Set problem:
Locate every line in the data below that contains the string "tree", and copy each of those lines out in full.

=== Entries provided ===

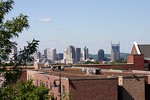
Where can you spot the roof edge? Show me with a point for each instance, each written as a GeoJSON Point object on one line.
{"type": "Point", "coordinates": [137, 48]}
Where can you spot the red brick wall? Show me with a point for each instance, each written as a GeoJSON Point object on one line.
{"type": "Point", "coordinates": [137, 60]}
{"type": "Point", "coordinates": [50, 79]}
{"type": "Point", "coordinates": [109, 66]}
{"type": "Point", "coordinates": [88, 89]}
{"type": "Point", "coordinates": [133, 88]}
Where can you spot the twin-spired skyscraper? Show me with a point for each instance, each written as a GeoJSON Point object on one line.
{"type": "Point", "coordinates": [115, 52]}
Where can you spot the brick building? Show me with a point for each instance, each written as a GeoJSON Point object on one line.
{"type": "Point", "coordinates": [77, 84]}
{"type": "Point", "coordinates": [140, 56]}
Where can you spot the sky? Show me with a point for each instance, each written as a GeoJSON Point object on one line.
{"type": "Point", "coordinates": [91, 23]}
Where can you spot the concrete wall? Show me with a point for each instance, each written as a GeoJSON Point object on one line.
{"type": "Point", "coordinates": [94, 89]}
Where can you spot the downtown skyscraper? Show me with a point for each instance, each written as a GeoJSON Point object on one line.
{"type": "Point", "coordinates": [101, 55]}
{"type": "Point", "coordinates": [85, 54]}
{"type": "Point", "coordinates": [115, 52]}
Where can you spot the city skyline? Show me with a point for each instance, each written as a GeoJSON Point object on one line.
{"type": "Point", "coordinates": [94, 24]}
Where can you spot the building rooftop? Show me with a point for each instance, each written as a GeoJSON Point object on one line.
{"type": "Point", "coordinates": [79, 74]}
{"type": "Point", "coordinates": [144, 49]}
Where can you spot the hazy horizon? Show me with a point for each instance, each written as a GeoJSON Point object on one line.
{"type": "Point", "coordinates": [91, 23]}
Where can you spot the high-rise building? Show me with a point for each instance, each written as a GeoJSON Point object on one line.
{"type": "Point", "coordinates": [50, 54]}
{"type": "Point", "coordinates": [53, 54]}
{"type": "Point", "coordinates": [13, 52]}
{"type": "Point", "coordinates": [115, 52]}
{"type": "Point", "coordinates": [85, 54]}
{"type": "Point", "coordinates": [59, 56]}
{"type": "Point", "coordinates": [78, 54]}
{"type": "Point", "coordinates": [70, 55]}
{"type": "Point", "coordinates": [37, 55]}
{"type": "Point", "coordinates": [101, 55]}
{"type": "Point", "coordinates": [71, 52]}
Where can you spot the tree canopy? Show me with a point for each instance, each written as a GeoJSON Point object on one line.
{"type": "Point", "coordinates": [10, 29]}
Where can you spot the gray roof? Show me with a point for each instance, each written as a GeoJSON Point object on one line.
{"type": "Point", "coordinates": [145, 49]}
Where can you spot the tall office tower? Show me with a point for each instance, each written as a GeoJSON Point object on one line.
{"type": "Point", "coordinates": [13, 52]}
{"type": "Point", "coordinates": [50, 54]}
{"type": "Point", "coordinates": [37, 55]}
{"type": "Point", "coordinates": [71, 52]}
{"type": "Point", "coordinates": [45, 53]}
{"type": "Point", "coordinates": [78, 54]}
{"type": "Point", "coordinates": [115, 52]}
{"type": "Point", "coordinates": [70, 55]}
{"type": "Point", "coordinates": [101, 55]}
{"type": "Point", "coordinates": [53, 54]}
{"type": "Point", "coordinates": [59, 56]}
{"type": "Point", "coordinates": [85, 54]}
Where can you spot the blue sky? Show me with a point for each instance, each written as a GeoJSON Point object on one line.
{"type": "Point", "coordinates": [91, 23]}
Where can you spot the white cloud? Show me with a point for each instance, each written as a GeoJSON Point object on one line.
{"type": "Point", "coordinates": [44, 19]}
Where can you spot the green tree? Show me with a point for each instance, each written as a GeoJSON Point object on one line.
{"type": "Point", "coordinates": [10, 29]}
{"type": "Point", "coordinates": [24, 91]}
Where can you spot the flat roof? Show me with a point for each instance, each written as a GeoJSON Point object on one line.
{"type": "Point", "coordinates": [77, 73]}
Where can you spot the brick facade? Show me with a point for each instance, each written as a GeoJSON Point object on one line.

===
=== Entries provided ===

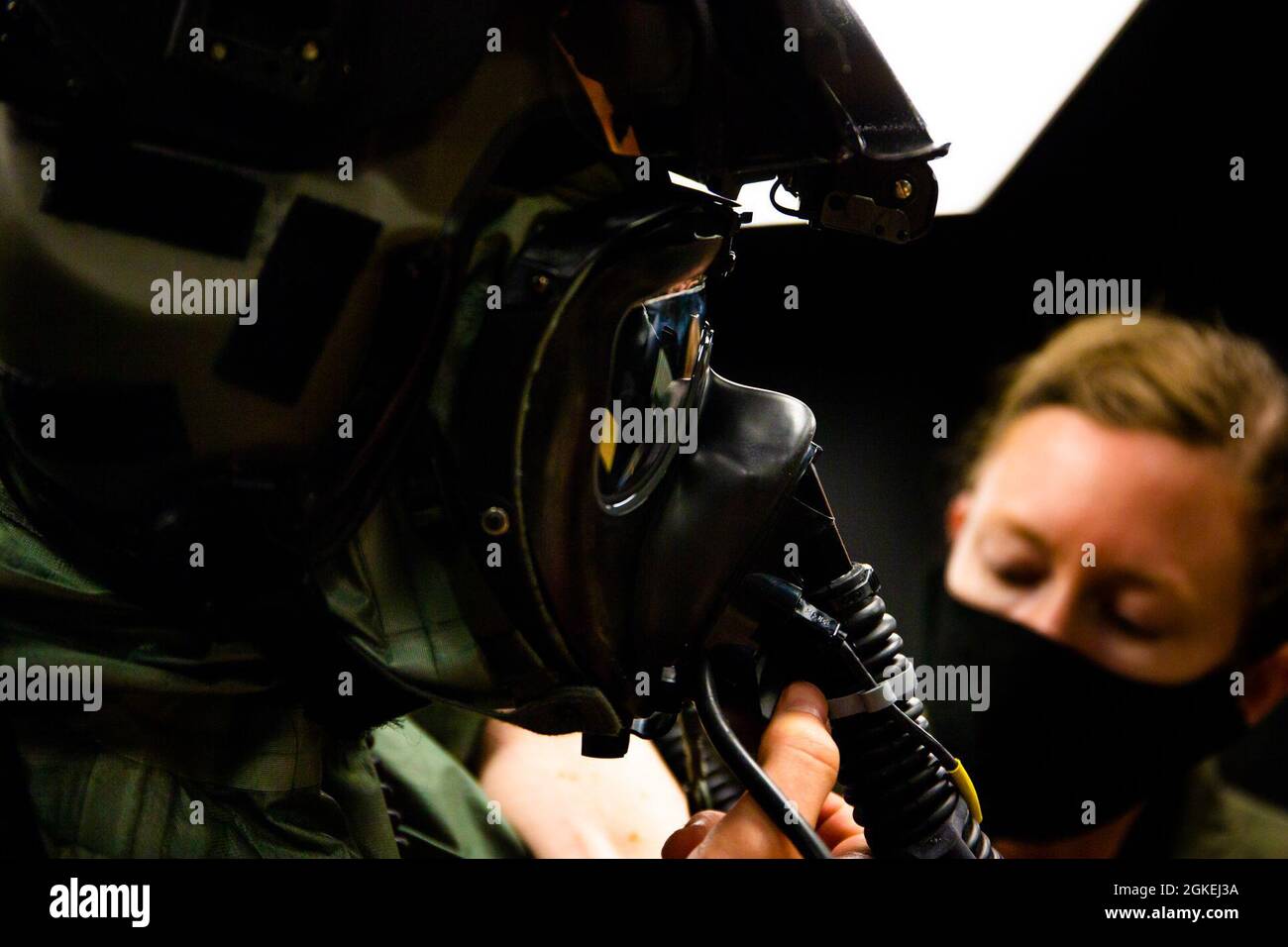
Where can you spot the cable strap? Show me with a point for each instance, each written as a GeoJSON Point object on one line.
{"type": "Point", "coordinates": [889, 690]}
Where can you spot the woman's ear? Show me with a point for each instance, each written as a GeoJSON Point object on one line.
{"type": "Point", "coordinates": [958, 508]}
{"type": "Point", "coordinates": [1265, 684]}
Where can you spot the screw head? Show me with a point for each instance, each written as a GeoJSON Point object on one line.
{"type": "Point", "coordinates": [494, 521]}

===

Response to the exercise:
Where can you spot the tree canopy? Show me with a point for each instance, each written as a GeoJSON Point object on one line.
Where can you spot the green tree? Show me with a point for each instance, each written as a GeoJSON Point object on one line.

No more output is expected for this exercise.